Dataset entries:
=== Section Start ===

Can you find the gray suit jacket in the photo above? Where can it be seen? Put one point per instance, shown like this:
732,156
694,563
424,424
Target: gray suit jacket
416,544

=== Section End ===

Each record is to be retyped exactly as written.

Can you find the gray suit jacket in the photo above? Where can it be seen? Put one point per instance, shown like this:
732,156
694,563
424,424
Target: gray suit jacket
416,544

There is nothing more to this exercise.